(Task inputs begins)

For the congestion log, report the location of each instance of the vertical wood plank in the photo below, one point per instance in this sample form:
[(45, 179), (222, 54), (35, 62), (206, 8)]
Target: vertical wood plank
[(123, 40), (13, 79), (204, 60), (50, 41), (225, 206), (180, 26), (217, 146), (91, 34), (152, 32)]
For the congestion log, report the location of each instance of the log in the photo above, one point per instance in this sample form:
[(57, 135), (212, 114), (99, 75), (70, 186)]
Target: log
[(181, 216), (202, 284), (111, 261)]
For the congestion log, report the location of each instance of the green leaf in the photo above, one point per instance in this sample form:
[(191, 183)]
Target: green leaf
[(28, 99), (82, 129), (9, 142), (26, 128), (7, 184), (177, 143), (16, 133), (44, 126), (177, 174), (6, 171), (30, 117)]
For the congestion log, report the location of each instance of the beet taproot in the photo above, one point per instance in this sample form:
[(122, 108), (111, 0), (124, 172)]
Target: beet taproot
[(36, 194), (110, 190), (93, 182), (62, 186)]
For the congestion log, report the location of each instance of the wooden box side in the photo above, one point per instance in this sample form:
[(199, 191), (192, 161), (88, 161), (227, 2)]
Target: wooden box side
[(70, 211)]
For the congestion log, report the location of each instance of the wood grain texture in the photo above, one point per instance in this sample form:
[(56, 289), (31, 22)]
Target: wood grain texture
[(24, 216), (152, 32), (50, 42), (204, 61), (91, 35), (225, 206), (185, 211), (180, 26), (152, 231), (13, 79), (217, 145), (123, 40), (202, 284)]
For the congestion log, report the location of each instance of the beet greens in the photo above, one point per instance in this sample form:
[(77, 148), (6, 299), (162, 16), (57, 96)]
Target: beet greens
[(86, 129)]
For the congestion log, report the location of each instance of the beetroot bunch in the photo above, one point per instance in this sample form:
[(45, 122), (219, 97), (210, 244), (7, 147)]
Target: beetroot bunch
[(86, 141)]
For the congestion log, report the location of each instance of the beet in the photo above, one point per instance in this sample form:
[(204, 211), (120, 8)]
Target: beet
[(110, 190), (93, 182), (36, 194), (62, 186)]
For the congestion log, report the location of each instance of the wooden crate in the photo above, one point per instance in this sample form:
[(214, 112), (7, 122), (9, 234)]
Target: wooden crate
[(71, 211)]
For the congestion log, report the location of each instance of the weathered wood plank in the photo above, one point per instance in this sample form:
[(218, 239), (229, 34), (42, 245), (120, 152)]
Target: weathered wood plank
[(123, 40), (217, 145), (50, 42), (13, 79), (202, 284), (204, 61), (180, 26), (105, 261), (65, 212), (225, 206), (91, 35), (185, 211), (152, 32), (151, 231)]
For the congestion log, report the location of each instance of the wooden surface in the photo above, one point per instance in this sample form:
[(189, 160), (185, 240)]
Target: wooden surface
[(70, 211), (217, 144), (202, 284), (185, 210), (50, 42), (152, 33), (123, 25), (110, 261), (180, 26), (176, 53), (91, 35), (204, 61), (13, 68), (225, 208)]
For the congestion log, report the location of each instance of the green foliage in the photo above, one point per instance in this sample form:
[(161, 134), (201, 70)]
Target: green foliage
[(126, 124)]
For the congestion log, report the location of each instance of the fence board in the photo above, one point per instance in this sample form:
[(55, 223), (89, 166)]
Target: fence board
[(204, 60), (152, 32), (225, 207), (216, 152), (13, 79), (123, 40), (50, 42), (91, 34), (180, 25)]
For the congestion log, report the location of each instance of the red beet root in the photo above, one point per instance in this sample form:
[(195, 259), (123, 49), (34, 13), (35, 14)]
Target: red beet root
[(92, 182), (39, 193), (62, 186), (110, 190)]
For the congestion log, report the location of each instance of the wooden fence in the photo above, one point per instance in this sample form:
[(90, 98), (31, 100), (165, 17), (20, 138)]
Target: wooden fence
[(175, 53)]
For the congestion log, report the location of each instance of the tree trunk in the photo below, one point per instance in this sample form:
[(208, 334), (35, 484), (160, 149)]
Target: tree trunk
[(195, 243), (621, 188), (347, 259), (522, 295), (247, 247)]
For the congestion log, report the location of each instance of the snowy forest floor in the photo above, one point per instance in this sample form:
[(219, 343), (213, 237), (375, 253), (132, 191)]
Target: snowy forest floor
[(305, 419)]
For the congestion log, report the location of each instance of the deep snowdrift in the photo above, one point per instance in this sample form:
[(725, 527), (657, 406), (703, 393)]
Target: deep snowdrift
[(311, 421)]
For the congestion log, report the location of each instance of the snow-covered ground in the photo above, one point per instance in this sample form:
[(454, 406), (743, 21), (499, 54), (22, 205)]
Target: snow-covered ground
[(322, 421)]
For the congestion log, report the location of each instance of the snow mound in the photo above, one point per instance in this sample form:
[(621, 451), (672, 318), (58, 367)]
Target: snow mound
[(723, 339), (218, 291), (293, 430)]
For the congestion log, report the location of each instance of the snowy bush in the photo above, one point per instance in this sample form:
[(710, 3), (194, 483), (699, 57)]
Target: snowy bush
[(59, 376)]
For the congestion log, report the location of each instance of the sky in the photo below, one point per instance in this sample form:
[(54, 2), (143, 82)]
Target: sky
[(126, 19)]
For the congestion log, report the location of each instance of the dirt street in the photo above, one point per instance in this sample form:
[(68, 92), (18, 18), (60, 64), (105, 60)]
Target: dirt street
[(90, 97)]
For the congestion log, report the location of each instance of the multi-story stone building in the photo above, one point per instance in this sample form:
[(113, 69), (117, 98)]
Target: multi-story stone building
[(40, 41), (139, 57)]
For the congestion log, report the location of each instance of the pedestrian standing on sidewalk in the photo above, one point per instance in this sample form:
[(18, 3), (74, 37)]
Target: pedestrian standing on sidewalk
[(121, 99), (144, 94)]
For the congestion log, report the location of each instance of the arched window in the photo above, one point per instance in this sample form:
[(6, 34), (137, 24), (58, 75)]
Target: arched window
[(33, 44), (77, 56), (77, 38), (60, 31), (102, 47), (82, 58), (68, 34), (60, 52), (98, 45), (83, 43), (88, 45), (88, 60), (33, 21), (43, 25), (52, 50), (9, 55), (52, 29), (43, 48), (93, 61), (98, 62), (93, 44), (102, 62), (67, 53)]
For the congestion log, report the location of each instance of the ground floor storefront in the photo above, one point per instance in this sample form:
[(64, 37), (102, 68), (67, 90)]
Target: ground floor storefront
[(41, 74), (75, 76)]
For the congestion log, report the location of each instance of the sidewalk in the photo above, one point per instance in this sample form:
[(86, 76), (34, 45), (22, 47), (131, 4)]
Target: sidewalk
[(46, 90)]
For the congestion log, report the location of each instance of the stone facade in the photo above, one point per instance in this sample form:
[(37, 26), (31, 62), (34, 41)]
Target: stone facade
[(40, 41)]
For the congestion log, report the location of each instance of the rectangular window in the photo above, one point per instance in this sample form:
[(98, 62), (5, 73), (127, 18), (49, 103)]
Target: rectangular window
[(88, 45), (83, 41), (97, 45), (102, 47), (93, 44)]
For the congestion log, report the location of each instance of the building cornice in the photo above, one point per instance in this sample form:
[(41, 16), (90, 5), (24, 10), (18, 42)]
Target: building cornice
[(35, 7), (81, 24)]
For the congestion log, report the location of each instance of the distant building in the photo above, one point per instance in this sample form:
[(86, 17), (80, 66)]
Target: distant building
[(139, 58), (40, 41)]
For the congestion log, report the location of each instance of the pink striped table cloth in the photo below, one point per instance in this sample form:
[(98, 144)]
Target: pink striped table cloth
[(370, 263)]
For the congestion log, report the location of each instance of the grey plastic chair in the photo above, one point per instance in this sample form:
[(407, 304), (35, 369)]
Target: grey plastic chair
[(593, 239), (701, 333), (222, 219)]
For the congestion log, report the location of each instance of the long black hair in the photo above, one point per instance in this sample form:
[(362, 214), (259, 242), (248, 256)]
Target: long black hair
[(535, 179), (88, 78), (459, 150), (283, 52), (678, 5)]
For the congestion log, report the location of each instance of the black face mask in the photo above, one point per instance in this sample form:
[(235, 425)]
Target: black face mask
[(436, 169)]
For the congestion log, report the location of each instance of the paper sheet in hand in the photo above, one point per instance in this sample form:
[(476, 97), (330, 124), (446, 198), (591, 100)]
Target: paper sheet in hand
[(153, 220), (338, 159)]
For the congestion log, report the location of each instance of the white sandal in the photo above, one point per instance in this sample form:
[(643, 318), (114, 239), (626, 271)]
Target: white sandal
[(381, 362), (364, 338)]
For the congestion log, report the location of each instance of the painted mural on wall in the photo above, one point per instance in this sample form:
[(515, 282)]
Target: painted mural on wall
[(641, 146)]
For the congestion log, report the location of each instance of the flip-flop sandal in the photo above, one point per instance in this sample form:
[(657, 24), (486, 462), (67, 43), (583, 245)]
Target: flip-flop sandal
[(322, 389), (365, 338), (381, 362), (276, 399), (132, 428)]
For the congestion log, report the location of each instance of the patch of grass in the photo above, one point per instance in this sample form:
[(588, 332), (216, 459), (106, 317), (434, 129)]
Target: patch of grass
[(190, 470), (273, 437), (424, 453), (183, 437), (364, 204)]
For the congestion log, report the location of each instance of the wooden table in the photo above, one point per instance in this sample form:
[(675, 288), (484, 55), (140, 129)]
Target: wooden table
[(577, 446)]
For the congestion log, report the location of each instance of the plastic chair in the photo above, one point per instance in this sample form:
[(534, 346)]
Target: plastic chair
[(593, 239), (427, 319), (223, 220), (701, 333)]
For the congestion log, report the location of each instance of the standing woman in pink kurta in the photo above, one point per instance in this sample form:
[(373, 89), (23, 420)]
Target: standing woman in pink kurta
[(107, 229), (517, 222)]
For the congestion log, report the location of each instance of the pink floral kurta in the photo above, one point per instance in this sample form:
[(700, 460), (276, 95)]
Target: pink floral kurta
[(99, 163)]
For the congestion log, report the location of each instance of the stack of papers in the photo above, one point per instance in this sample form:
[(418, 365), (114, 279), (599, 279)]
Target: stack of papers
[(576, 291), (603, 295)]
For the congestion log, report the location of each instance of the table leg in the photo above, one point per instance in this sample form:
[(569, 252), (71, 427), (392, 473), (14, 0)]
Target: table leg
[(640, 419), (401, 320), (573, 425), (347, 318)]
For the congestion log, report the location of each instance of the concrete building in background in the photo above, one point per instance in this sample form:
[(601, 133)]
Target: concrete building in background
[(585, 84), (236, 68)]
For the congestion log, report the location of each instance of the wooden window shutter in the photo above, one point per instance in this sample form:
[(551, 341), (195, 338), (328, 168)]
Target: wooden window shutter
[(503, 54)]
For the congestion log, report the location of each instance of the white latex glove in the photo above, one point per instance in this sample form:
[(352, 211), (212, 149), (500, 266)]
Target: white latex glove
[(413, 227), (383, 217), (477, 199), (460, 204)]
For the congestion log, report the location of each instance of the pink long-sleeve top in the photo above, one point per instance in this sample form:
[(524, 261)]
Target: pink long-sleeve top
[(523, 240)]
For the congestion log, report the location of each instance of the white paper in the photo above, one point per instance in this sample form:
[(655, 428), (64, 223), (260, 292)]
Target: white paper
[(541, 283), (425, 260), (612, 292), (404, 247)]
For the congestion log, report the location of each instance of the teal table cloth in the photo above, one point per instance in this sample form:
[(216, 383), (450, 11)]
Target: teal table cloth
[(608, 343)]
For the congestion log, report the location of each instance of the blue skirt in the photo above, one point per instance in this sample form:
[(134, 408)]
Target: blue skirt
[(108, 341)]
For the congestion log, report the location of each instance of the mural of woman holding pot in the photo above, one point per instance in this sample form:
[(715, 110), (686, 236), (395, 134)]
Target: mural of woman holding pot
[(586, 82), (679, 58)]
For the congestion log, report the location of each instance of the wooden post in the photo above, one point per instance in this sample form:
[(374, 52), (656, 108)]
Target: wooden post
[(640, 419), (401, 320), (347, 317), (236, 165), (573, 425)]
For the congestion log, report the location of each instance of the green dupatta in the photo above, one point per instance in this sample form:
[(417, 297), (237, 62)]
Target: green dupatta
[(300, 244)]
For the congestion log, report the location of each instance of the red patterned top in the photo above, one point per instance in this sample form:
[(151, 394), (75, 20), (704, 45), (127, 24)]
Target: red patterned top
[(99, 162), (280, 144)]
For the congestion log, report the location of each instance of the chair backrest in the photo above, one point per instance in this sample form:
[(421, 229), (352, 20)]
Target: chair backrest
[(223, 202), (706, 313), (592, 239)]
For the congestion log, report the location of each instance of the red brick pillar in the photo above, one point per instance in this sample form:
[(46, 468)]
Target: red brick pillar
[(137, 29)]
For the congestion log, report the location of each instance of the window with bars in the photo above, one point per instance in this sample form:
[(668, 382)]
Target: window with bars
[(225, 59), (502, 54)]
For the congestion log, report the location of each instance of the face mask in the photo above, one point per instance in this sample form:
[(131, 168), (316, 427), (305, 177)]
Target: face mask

(Task inputs ends)

* Task description *
Quote the listing above, but only from the line that shows "[(122, 108), (111, 0), (124, 172)]" through the line that shows "the wooden box".

* Answer section *
[(122, 108), (111, 0), (124, 172)]
Target: beet taproot
[(36, 194), (110, 190), (93, 182), (62, 186)]
For the congestion log, report the location of each instance of the wooden box side in the photo above, one point per instance in this sample form:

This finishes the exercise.